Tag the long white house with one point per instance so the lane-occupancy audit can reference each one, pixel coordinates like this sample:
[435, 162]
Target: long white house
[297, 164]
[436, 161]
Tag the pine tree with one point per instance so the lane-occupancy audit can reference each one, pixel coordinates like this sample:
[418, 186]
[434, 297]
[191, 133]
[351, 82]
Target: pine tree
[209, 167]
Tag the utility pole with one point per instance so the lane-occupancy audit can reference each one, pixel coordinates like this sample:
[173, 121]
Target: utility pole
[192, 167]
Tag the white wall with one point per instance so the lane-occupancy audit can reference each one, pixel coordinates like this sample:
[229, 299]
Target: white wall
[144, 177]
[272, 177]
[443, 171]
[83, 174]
________________________
Work to complete - Reproduce the data exactly, character for character.

Solution for this exercise -
Tag the long white house with one point per instance so the lane-occupancy audit can reference each one, pixel coordinates like this sample:
[435, 162]
Target: long white house
[297, 164]
[436, 161]
Tag the pine tree with one point per instance so the lane-occupancy audit can reference each one, pixel coordinates like this sample:
[418, 186]
[434, 297]
[191, 133]
[351, 82]
Target: pine tree
[209, 167]
Tag the utility pole with one point per instance so the lane-occupancy audit can reference each one, pixel coordinates like this sample:
[173, 121]
Target: utility pole
[192, 167]
Tag the white wall with one point per instance so the lane-occupancy audit can reference each one, pixel coordinates like this sample:
[229, 299]
Target: white wall
[144, 177]
[272, 177]
[443, 171]
[83, 174]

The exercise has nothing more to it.